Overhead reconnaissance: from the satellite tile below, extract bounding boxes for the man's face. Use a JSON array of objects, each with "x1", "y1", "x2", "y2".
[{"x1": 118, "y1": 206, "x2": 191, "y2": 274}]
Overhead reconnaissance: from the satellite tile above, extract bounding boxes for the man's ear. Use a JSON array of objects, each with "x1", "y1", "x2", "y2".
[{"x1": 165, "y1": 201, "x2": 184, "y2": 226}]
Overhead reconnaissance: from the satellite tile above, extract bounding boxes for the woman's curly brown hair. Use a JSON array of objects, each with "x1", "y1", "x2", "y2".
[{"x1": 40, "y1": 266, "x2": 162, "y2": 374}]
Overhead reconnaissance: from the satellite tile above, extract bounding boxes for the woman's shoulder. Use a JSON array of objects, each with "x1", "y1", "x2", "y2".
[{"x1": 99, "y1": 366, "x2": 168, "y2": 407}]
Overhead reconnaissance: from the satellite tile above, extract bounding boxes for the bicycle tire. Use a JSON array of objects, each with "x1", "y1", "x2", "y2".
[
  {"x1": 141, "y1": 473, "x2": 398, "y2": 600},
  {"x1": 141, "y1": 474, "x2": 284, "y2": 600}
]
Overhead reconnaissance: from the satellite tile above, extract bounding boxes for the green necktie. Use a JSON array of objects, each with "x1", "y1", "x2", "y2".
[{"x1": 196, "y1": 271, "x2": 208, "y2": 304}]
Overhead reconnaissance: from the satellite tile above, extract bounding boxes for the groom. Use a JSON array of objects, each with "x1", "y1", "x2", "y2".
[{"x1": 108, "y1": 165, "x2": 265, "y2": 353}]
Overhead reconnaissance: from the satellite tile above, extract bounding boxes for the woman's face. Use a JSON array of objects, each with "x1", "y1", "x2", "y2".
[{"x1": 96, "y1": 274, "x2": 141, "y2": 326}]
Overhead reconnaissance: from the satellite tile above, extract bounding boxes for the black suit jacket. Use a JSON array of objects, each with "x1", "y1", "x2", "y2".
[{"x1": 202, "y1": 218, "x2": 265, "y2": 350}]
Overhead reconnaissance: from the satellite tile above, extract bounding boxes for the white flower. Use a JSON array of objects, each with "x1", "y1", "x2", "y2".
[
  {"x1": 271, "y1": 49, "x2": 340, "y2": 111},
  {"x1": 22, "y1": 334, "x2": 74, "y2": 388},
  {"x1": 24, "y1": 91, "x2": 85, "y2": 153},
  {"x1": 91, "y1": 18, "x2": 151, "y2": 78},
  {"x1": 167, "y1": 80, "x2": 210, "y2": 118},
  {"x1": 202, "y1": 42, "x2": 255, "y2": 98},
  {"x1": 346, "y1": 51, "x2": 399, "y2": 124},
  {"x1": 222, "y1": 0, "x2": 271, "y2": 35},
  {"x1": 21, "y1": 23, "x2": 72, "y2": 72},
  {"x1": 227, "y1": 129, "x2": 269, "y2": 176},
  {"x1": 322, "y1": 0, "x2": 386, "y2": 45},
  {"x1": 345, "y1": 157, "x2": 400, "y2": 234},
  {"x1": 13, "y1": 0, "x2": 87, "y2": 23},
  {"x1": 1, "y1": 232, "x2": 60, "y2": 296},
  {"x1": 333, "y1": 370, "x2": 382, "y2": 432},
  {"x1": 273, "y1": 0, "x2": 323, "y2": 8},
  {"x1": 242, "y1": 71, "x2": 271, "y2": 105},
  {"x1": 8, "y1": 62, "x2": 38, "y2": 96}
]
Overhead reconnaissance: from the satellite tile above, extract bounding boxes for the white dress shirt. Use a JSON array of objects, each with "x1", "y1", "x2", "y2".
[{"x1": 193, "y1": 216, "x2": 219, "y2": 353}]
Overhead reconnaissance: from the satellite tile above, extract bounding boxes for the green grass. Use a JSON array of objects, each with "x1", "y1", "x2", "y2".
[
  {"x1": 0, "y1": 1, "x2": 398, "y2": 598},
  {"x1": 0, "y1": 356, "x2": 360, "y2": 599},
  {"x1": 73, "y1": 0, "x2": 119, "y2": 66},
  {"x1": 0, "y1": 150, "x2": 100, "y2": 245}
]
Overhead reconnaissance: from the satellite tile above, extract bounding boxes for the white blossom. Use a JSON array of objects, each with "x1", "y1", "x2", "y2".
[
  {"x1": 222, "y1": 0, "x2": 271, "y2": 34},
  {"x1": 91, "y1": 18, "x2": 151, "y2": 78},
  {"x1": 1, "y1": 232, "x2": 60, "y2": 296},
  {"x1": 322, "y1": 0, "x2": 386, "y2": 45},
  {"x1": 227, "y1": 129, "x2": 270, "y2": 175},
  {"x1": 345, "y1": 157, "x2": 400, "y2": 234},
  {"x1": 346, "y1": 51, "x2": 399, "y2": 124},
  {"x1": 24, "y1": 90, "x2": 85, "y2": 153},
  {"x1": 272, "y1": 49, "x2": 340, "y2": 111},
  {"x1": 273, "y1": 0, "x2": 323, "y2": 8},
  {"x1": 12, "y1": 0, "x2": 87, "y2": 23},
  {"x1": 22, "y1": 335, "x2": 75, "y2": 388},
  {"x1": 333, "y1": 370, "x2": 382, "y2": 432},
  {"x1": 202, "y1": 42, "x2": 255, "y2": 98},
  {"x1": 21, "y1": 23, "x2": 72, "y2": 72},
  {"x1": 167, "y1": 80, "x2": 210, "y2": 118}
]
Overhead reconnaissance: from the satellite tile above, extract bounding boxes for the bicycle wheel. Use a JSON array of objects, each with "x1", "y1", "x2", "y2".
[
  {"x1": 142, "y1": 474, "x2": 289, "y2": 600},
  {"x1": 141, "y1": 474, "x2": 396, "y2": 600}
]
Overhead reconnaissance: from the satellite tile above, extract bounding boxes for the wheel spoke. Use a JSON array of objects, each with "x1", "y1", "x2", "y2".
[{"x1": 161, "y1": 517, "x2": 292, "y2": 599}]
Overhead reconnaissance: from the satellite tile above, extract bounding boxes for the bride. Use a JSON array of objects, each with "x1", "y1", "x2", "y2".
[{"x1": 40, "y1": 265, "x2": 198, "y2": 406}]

• Exercise: Nothing in the material should be left out; output it exactly.

• Solution below:
Overhead reconnaissance: from the satellite tile below, extract bounding boxes for the man's face. Use a JSON array of objects, each with "x1", "y1", "x2", "y2".
[{"x1": 118, "y1": 206, "x2": 191, "y2": 274}]
Overhead reconnaissance: from the satellite tile above, extract bounding boxes for the man's ear. Use a JSON array of objects, each with "x1", "y1", "x2", "y2".
[{"x1": 165, "y1": 201, "x2": 184, "y2": 226}]
Overhead reconnaissance: from the satellite tile above, extract bounding boxes for the woman's curly brown hair. Use a JSON array of objects, each with "x1", "y1", "x2", "y2".
[{"x1": 40, "y1": 266, "x2": 162, "y2": 374}]
Overhead reconnaissance: from the satellite tile above, extract bounding boxes for the woman's shoulder. Use a JSON array of objects, each with "x1", "y1", "x2", "y2".
[{"x1": 99, "y1": 366, "x2": 168, "y2": 407}]
Overhead reconnaissance: from the satellite tile above, extract bounding boxes for the bicycle tire. Use a JSON array of objects, each with "x1", "y1", "x2", "y2".
[
  {"x1": 141, "y1": 473, "x2": 398, "y2": 600},
  {"x1": 141, "y1": 474, "x2": 284, "y2": 600}
]
Overhead reconnaissance: from the satellite tile above, extract bounding boxes for the green necktie. Use a JSON array of objects, each with "x1", "y1", "x2", "y2".
[{"x1": 196, "y1": 271, "x2": 208, "y2": 304}]
Overhead reconnaissance: from the satellite tile above, extract bounding boxes for the groom. Use a JSON array of objects, each with "x1", "y1", "x2", "y2".
[{"x1": 108, "y1": 165, "x2": 265, "y2": 353}]
Overhead reconnaissance: from the satellite tile above, extract bounding boxes for the woman's face. Use a JSON array of objects, each with "x1", "y1", "x2", "y2".
[{"x1": 96, "y1": 274, "x2": 141, "y2": 326}]
Overhead reconnaissance: from the satellite tile above, extract bounding boxes for the black suit jacket. Use a JSON array of objects, each with "x1", "y1", "x2", "y2".
[{"x1": 202, "y1": 218, "x2": 265, "y2": 350}]
Overhead reconnaissance: from the satellite tile above, extract bounding boxes for the white flower. Use a JSON array of objects, each with "x1", "y1", "x2", "y2".
[
  {"x1": 271, "y1": 49, "x2": 340, "y2": 111},
  {"x1": 22, "y1": 334, "x2": 74, "y2": 388},
  {"x1": 24, "y1": 91, "x2": 85, "y2": 153},
  {"x1": 91, "y1": 18, "x2": 151, "y2": 78},
  {"x1": 167, "y1": 80, "x2": 210, "y2": 118},
  {"x1": 202, "y1": 42, "x2": 255, "y2": 98},
  {"x1": 346, "y1": 51, "x2": 399, "y2": 124},
  {"x1": 222, "y1": 0, "x2": 271, "y2": 35},
  {"x1": 21, "y1": 23, "x2": 72, "y2": 72},
  {"x1": 227, "y1": 129, "x2": 269, "y2": 176},
  {"x1": 322, "y1": 0, "x2": 386, "y2": 45},
  {"x1": 345, "y1": 157, "x2": 400, "y2": 234},
  {"x1": 13, "y1": 0, "x2": 87, "y2": 23},
  {"x1": 1, "y1": 232, "x2": 60, "y2": 296},
  {"x1": 333, "y1": 370, "x2": 382, "y2": 432},
  {"x1": 273, "y1": 0, "x2": 323, "y2": 8},
  {"x1": 242, "y1": 71, "x2": 271, "y2": 105},
  {"x1": 8, "y1": 62, "x2": 38, "y2": 96}
]
Overhead reconnaissance: from the satellite tile above, extract bounding boxes for the white dress shirt. Use a JSON array of objects, each with "x1", "y1", "x2", "y2".
[{"x1": 193, "y1": 216, "x2": 219, "y2": 353}]
Overhead reconnaissance: from the satellite tile above, extract bounding boxes for the green grass. Use a JSON array of objects, each with "x1", "y1", "x2", "y2".
[
  {"x1": 0, "y1": 1, "x2": 398, "y2": 598},
  {"x1": 0, "y1": 356, "x2": 360, "y2": 599},
  {"x1": 73, "y1": 0, "x2": 119, "y2": 66},
  {"x1": 0, "y1": 150, "x2": 100, "y2": 245}
]
Overhead reconnaissance: from the satellite tile above, extract bounding boxes for the white blossom. Use a JSON array of objects, each with "x1", "y1", "x2", "y2".
[
  {"x1": 222, "y1": 0, "x2": 271, "y2": 34},
  {"x1": 91, "y1": 18, "x2": 151, "y2": 78},
  {"x1": 1, "y1": 232, "x2": 60, "y2": 296},
  {"x1": 322, "y1": 0, "x2": 386, "y2": 45},
  {"x1": 227, "y1": 129, "x2": 270, "y2": 175},
  {"x1": 345, "y1": 157, "x2": 400, "y2": 234},
  {"x1": 346, "y1": 51, "x2": 399, "y2": 124},
  {"x1": 24, "y1": 90, "x2": 85, "y2": 153},
  {"x1": 272, "y1": 49, "x2": 340, "y2": 111},
  {"x1": 273, "y1": 0, "x2": 323, "y2": 8},
  {"x1": 12, "y1": 0, "x2": 87, "y2": 23},
  {"x1": 22, "y1": 335, "x2": 75, "y2": 388},
  {"x1": 333, "y1": 370, "x2": 382, "y2": 432},
  {"x1": 202, "y1": 42, "x2": 255, "y2": 98},
  {"x1": 21, "y1": 23, "x2": 72, "y2": 72},
  {"x1": 167, "y1": 80, "x2": 210, "y2": 118}
]
Overhead reconnaissance: from the satellite tile above, extract bounding boxes for the bicycle wheel. Use a JSON array of objects, each with "x1", "y1", "x2", "y2".
[
  {"x1": 142, "y1": 474, "x2": 289, "y2": 600},
  {"x1": 141, "y1": 474, "x2": 396, "y2": 600}
]
Overhead reconnaissance: from the satellite tile above, extract bounding boxes for the wheel spoke. Use a JSON array of objects, each with "x1", "y1", "x2", "y2".
[{"x1": 161, "y1": 517, "x2": 292, "y2": 599}]
Overhead reconnaissance: from the satellite tile above, extract bounding boxes for the bride. Use a JSON array of objects, each with "x1", "y1", "x2", "y2".
[{"x1": 40, "y1": 265, "x2": 198, "y2": 406}]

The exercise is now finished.